### Text block
-- Opening Marker --

- Born: Loucas von Zabiensky-Mebrouk 19 August 1978 Paris, France
- Died: 17 January 2011 (aged 32) Tunis, Tunisia
- Cause of death: Tear gas canister
- Other name: Lucas Mebrouk Dolega
- Occupation: Photojournalist
- Years active: 2006–2011
- Employer: European Pressphoto Agency

= Lucas Dolega =

French/German photojournalist

Lucas Dolega (19 August 1978 – 17 January 2011), born Loucas von Zabiensky-Mebrouk and also called Lucas Mebrouk Dolega, was a French/German photojournalist. He was reportedly killed by Tunisian police while he was photographing a protest in Tunis. As reported in The Guardian, Dolega was the first journalist killed during the 2010-2011 Tunisian protests, according to Reporters Without Borders. He was also the first journalist to die while on assignment during the Arab Spring uprisings.

He was fatally injured on the same day that Zine El Abidine Ben Ali fled Tunisia for exile.

==Personal information==
Dolega was born in Paris on 19 August 1978 to a German mother and a French father, a journalist and a doctor respectively. He grew up in Paris, before moving to Tangier in Morocco. He had French and German citizenship, and started work as a photographer for European Pressphoto Agency in April 2006. He was based in Paris, covered a variety of stories in Europe, and in 2008 photographed the Congo.

Dolega was 32 years old when he died.

==Death==
On 14 January 2011, the day after Dolega arrived in Tunis, and at the end of a demonstration on Avenue Bourguiba, he was within a group of journalists at the corner of rue Gandhi and rue de Marseille. He was hit in the head by a tear gas canister, about 20 cm long and 5 cm diameter, reportedly fired by police at short range and horizontally toward a group of photographers. He was taken first to a clinic and then to Tunis Rabta Neurologic Hospital where he was operated on but died on 17 January. Fellow photographer and friend Olivier Laban-Mattei brought Dolega's corpse back to France.

-- Closing Marker --

### Task set
[1] Retype the article on Lucas Dolega, everything from "He was fatally" down to "when he died.".
[2] Using the article on Lucas Dolega, state whether each statement agrees with it, answering yes or no and quoting the words that decide it: (a) Dolega began working for European Pressphoto Agency in April 2006. (b) Dolega was struck in the head by a rubber bullet. (c) Dolega died on the same day he was injured.
[3] Write what comes next in the article on Lucas Dolega, picking up after its final sentence.
The material after this point plays no part here.

### Excerpted data
-- Opening Marker --

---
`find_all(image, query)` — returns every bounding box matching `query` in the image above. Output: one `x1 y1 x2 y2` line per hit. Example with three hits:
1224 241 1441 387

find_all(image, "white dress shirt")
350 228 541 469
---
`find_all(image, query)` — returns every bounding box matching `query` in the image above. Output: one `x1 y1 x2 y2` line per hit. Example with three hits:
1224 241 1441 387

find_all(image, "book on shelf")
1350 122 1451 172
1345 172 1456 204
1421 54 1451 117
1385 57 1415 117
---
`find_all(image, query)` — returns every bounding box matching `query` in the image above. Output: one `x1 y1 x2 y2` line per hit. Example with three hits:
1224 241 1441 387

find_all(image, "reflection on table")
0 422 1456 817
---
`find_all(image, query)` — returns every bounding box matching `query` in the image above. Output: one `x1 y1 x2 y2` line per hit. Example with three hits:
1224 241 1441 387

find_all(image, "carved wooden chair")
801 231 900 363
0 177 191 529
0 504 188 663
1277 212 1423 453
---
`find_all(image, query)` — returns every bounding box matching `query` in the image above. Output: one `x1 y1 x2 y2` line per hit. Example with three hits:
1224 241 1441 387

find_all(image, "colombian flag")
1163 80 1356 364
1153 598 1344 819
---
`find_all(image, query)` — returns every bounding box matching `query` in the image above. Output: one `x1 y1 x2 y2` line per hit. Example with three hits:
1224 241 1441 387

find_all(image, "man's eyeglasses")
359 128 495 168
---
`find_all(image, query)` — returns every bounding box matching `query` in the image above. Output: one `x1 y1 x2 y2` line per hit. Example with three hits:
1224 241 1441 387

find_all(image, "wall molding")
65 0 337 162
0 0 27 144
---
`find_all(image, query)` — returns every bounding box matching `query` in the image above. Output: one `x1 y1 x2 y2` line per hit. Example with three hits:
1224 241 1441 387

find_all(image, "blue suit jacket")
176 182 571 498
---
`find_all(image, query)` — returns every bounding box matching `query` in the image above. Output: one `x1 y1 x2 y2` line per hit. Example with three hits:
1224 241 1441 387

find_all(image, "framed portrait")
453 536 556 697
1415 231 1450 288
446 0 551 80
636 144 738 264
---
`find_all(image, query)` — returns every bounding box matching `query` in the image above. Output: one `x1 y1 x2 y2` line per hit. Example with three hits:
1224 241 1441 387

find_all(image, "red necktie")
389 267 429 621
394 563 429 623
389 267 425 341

-- Closing Marker --

### Responses to the tasks
[1]
He was fatally injured on the same day that Zine El Abidine Ben Ali fled Tunisia for exile.

==Personal information==
Dolega was born in Paris on 19 August 1978 to a German mother and a French father, a journalist and a doctor respectively. He grew up in Paris, before moving to Tangier in Morocco. He had French and German citizenship, and started work as a photographer for European Pressphoto Agency in April 2006. He was based in Paris, covered a variety of stories in Europe, and in 2008 photographed the Congo.

Dolega was 32 years old when he died.

[2]
(a) Yes: "started work as a photographer for European Pressphoto Agency in April 2006"
(b) No: "He was hit in the head by a tear gas canister"
(c) No: "On 14 January 2011" … "was operated on but died on 17 January"

[3]
==Impact==
Dolega was the first of a number of journalists who were killed over the course of the Arab Spring uprisings in 2011. He was killed while on assignment. He is among a group of photojournalists who were killed while covering protests, such as Hiro Muramoto, cameraman and journalist shot by a soldier in Bangkok, 2010; or Kenji Nagai, a photojournalist who was shot by a soldier in Rangoon, 2007.

==Legacy==
The Lucas Dolega Award (Prix Lucas Dolega) was established in 2011 to honor photojournalists who have reported under difficult circumstances.

==In popular culture==
Lucas Dolega is mentioned in the poem "A Love Letter from Emilie Blachère to Rémi Ochlik", written by Paris Match journalist Emilie Blachère on the occasion of the first anniversary of Rémi Ochlik's death. She writes: "My angel, give Lucas a kiss for me. Take care of yourself. Take care of us." After she read the poem on BBC Radio 4's Broadcasting House news program, radio host Paddy O'Connell broke down emotionally and could not bring himself to continue the news broadcast for around 12 seconds. Rémi Ochlik was a friend and colleague of Lucas Dolega, he was with Dolega when Dolega died, and he worked on establishing an award in Dolega's honor after his friend's death.